• What you will do:
**a)** According to the restaurant profiles, how did Rich Melman make ethnic cuisines more accessible? Answer in one to three sentences.
**b)** In the restaurant profiles, in what year did Rich Melman open R.J. Grunts?
**c)** Reproduce a passage from the restaurant profiles word for word. Begin at the words "Grunts was the" and stop after "and Cafe Ba-Ba-Reeba.".

• Provided text:
● ● ● ● ● ● ●

Brinker also showed an innate brilliance as a motivator, successfully challenging his team to hatch and build one casual chain after another, from Bennigan’s to Chili’s Grill & Bar and Romano’s Macaroni Grill. He’s known as the father of the segment and an innovator even competitors have refused to knock.
Rich Melman
If the Chicago native had done nothing more than open R.J. Grunts in 1971, he’d be hailed today as a great innovator. The restaurant featured a serve-yourself array of greens and garnishes—what we know today as a salad bar, in large part because of Grunts’ success. It would also establish a much-copied partnership model that Melman would use to build a collection of one-off, often idiosyncratic restaurants that formed his trend-setting company, Lettuce Entertain You Enterprises. Silent partners provided the capital, and he came up with an offbeat idea and ran the operations.
Grunts was the first example of the whimsy and personality that Melman would bring to his restaurants, starting with the name. Among the concepts he would hatch were Lawrence of Oregano, Jonathan Livingston Seafood, Wow Bao, Scoozi and Cafe Ba-Ba-Reeba.
He carried theming to new heights, without the cheesiness of the big-box “eatertainment” concepts that proliferated in the 1990s. One of his Italian concepts, positioned as a neighborhood joints for immigrants just off the boat, featured clotheslines hung with laundry. The servers at his Ed Debevic’s, a retro diner concept, snapped gum and wisecracked with patrons, sometimes sitting down at their tables. At The Eccentric, Melman’s joint venture with Oprah Winfrey, servers entered the dining room through a curtain, as if they were performers.
“Rich always saw things a little differently,” says Lettuce EVP and General Counsel Jay Stieber, a veteran of the company for several decades. By immersing ethnic cuisines in a disarming, fun environment, Melman made them more accessible.
Melman’s most influential contribution might be the model he forged for operators who wanted the financial benefits of operating multiple units without the constraints of the rules typically imposed by chains. His company became the textbook multiconcept operation, as it remains today. Lettuce currently operates more than 120 restaurants, most under their own name and concepting.
Ray Kroc
The story is now part of American lore: A milkshake mixer salesman visits a restaurant in California because he’s astounded by how many of the machines it’s buying. He finds McDonald’s, a study in ergonomics engineered by the veteran restaurant operators Mac and Dick McDonald. Where they see the means to a comfortable and not-too-taxing life, 56-year-old Kroc recognizes a chance to capitalize on the baby boom, a surge in the middle class, suburbanization, America’s love affair with the automobile and a goodly number of other megatrends that would shape the coming decades.
He used franchising to build his empire, giving that business model a major boost in acceptance during the go-go 1960s. He also set a mindset that still influences the industry in profound and small ways today. Simple is better. The basics are essential. Value is key. Uniformity and consistency translate into consumer trust. Operations are the foundation for success. Market, market, market. Build your system on local operators. And stay focused.

● ● ● ● ● ● ●

• Supplied entries:

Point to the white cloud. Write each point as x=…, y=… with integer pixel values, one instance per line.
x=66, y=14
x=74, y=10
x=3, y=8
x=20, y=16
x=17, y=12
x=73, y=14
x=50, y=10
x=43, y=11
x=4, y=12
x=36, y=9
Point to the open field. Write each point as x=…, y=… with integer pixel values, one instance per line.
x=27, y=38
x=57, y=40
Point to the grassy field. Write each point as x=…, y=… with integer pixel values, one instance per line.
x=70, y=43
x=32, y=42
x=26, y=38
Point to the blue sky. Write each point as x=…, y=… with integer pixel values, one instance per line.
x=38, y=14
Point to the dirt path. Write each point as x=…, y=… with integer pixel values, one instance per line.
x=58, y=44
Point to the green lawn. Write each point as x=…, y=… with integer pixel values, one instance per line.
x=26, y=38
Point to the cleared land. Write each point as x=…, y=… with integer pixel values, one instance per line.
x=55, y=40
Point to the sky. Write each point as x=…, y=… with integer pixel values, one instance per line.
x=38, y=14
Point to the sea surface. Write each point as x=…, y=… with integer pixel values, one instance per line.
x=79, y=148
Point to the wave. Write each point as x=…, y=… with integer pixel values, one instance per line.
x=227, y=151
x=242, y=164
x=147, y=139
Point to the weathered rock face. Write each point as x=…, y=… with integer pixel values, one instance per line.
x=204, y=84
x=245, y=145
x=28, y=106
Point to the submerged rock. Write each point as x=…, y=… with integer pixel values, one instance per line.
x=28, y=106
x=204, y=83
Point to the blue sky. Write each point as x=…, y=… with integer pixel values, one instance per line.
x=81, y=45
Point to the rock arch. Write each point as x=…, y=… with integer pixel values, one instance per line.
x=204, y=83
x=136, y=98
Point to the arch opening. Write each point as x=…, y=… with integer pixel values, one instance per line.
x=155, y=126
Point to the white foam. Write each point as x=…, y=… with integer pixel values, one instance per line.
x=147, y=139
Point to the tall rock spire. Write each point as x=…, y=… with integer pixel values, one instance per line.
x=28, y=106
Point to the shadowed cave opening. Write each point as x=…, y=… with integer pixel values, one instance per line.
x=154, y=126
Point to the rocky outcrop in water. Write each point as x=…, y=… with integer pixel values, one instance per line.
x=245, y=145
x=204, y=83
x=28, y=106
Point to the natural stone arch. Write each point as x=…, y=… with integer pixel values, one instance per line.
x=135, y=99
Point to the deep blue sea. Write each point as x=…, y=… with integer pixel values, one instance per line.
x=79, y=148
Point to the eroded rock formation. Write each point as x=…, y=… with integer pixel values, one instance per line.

● ● ● ● ● ● ●

• List of answers:
**a)** Melman made ethnic cuisines more accessible by immersing them in a disarming, fun environment.

**b)** He opened R.J. Grunts in 1971.

**c)**
Grunts was the first example of the whimsy and personality that Melman would bring to his restaurants, starting with the name. Among the concepts he would hatch were Lawrence of Oregano, Jonathan Livingston Seafood, Wow Bao, Scoozi and Cafe Ba-Ba-Reeba.